*GIVEN REQUEST:*
Extract every line in the listing below that contains the string "street", and copy each one in full.

Source records
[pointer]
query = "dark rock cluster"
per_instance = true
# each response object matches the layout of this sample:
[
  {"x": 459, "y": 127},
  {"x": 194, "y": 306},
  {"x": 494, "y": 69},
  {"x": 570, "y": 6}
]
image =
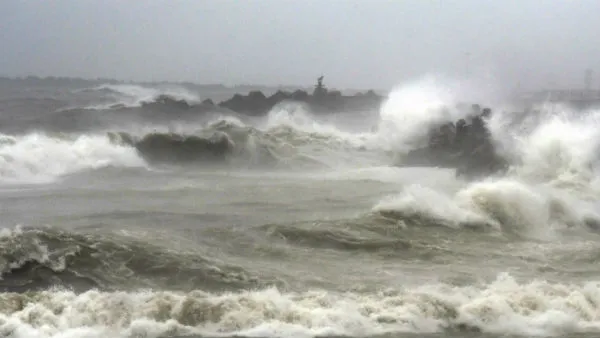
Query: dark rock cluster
[{"x": 465, "y": 145}]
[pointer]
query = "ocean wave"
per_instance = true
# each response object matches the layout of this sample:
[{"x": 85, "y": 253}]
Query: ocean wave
[
  {"x": 41, "y": 258},
  {"x": 504, "y": 306}
]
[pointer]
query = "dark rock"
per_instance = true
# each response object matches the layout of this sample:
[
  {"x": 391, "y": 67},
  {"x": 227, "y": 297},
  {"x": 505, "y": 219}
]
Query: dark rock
[
  {"x": 166, "y": 101},
  {"x": 322, "y": 100},
  {"x": 464, "y": 146}
]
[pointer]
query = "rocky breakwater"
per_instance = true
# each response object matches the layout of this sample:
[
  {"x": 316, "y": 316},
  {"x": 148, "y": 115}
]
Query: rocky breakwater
[
  {"x": 321, "y": 100},
  {"x": 465, "y": 145}
]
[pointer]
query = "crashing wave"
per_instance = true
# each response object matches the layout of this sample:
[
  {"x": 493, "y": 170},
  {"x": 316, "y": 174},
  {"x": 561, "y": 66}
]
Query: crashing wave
[{"x": 465, "y": 145}]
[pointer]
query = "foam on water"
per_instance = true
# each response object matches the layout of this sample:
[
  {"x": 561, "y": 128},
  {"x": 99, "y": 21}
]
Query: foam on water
[
  {"x": 504, "y": 306},
  {"x": 39, "y": 158}
]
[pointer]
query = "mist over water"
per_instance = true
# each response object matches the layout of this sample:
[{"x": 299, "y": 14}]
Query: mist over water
[{"x": 127, "y": 220}]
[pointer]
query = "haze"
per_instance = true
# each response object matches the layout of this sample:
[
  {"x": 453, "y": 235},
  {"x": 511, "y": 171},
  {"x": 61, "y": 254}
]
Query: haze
[{"x": 355, "y": 44}]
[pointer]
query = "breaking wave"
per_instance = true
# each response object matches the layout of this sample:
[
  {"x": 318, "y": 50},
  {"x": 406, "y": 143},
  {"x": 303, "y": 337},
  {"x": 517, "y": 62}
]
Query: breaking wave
[
  {"x": 504, "y": 306},
  {"x": 552, "y": 182},
  {"x": 135, "y": 96}
]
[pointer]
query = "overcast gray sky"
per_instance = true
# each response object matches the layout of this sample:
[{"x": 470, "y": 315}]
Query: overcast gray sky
[{"x": 355, "y": 44}]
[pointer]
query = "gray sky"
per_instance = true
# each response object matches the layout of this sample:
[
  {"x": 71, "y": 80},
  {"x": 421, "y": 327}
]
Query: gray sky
[{"x": 355, "y": 44}]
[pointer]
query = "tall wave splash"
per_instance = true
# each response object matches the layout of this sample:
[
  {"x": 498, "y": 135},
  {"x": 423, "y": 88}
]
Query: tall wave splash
[{"x": 551, "y": 184}]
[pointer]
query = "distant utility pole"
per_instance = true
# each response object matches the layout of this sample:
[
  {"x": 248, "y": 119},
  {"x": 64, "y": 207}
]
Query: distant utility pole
[
  {"x": 467, "y": 61},
  {"x": 588, "y": 79}
]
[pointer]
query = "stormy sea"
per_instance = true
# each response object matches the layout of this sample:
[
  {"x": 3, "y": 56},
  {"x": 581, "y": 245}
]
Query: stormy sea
[{"x": 122, "y": 216}]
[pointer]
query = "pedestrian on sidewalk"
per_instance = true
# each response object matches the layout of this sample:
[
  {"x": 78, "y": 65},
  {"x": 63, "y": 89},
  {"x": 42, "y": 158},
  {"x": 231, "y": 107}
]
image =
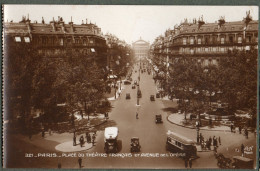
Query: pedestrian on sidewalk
[
  {"x": 190, "y": 163},
  {"x": 80, "y": 162},
  {"x": 210, "y": 141},
  {"x": 74, "y": 140},
  {"x": 49, "y": 131},
  {"x": 43, "y": 133},
  {"x": 242, "y": 150},
  {"x": 59, "y": 165},
  {"x": 93, "y": 139},
  {"x": 81, "y": 141},
  {"x": 186, "y": 163},
  {"x": 246, "y": 133}
]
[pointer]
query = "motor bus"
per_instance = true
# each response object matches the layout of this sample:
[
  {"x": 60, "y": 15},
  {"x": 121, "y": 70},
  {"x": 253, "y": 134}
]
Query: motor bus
[{"x": 177, "y": 143}]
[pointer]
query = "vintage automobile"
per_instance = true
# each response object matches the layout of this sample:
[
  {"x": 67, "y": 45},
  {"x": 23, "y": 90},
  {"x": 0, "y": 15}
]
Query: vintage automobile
[
  {"x": 111, "y": 144},
  {"x": 135, "y": 145},
  {"x": 240, "y": 162},
  {"x": 139, "y": 94},
  {"x": 127, "y": 82},
  {"x": 152, "y": 98},
  {"x": 177, "y": 143},
  {"x": 127, "y": 96},
  {"x": 158, "y": 119}
]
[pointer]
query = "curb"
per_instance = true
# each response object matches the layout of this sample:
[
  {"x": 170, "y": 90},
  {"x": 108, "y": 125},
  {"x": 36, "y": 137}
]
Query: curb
[{"x": 195, "y": 128}]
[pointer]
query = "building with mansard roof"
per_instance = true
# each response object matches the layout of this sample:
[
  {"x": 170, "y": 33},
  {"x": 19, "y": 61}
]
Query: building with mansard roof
[
  {"x": 204, "y": 42},
  {"x": 141, "y": 48},
  {"x": 57, "y": 37}
]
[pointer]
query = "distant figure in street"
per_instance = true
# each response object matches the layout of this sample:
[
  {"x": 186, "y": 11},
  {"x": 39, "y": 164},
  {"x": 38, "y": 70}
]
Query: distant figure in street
[
  {"x": 231, "y": 127},
  {"x": 93, "y": 139},
  {"x": 43, "y": 133},
  {"x": 80, "y": 162},
  {"x": 88, "y": 138},
  {"x": 81, "y": 113},
  {"x": 74, "y": 141},
  {"x": 240, "y": 129},
  {"x": 210, "y": 141},
  {"x": 81, "y": 141},
  {"x": 49, "y": 131},
  {"x": 246, "y": 133},
  {"x": 190, "y": 163},
  {"x": 219, "y": 140},
  {"x": 242, "y": 149},
  {"x": 186, "y": 163},
  {"x": 30, "y": 135}
]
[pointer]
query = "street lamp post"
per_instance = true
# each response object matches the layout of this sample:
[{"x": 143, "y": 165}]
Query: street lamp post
[{"x": 198, "y": 129}]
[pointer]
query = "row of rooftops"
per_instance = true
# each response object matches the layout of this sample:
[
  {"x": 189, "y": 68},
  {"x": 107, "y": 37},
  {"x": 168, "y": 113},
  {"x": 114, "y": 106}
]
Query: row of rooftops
[
  {"x": 200, "y": 27},
  {"x": 54, "y": 27}
]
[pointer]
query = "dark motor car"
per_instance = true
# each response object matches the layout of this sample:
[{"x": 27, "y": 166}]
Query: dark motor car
[
  {"x": 135, "y": 145},
  {"x": 127, "y": 96},
  {"x": 158, "y": 119},
  {"x": 139, "y": 94}
]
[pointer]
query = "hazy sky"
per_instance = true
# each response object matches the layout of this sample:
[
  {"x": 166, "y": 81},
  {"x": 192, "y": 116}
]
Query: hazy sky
[{"x": 129, "y": 22}]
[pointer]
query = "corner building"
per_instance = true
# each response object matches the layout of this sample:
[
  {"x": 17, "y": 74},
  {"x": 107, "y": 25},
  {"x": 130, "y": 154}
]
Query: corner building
[{"x": 206, "y": 43}]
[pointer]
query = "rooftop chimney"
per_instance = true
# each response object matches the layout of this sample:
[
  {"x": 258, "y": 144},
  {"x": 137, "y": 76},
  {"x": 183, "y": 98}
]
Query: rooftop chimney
[
  {"x": 200, "y": 22},
  {"x": 221, "y": 21},
  {"x": 248, "y": 18}
]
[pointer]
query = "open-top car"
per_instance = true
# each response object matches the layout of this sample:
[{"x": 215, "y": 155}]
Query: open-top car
[
  {"x": 111, "y": 145},
  {"x": 127, "y": 96},
  {"x": 158, "y": 119},
  {"x": 152, "y": 98},
  {"x": 135, "y": 145}
]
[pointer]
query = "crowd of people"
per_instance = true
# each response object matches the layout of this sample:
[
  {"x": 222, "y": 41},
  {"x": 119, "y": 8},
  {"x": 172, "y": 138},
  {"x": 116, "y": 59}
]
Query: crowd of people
[
  {"x": 207, "y": 143},
  {"x": 88, "y": 138}
]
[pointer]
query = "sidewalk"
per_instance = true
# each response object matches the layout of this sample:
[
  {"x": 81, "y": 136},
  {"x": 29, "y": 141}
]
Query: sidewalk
[
  {"x": 179, "y": 119},
  {"x": 68, "y": 147},
  {"x": 117, "y": 94}
]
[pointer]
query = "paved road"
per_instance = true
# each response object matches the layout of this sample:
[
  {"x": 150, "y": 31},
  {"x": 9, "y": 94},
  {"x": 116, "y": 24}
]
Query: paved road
[{"x": 152, "y": 136}]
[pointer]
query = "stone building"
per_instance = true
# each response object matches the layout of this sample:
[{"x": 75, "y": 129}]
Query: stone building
[
  {"x": 205, "y": 42},
  {"x": 57, "y": 38},
  {"x": 141, "y": 49}
]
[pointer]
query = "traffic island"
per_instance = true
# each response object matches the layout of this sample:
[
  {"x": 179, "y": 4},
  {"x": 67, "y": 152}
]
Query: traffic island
[
  {"x": 179, "y": 119},
  {"x": 68, "y": 147}
]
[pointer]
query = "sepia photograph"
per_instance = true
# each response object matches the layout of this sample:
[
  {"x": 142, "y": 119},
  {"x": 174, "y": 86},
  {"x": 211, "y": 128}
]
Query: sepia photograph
[{"x": 130, "y": 86}]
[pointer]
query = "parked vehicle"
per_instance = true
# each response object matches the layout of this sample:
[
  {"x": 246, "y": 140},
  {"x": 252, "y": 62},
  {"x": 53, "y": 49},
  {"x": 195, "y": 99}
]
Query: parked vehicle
[
  {"x": 127, "y": 96},
  {"x": 139, "y": 94},
  {"x": 158, "y": 119},
  {"x": 111, "y": 144},
  {"x": 135, "y": 145},
  {"x": 152, "y": 98},
  {"x": 179, "y": 144},
  {"x": 127, "y": 82},
  {"x": 242, "y": 163}
]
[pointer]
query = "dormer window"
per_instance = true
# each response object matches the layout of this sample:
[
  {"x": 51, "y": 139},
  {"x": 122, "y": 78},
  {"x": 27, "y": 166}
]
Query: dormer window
[
  {"x": 184, "y": 41},
  {"x": 18, "y": 39},
  {"x": 222, "y": 40},
  {"x": 26, "y": 39}
]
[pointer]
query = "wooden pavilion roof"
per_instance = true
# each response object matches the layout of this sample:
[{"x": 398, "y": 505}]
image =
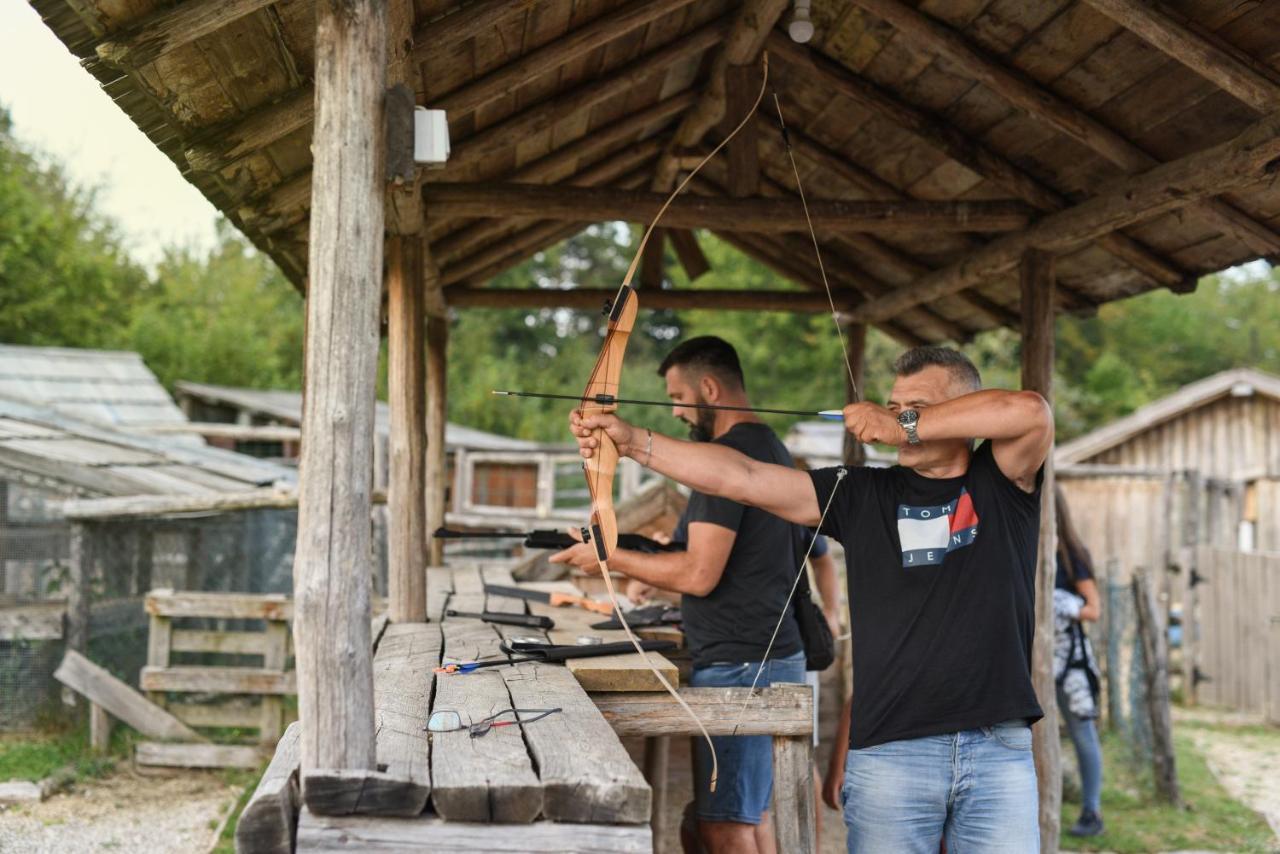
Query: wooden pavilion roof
[{"x": 942, "y": 123}]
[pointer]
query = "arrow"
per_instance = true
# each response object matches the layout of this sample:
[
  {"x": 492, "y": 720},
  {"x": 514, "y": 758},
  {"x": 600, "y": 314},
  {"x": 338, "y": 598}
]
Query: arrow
[{"x": 608, "y": 400}]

*TASK RESULT:*
query = "distant figure in street"
Query: distant figure in street
query = "street lamp post"
Query: street lamp post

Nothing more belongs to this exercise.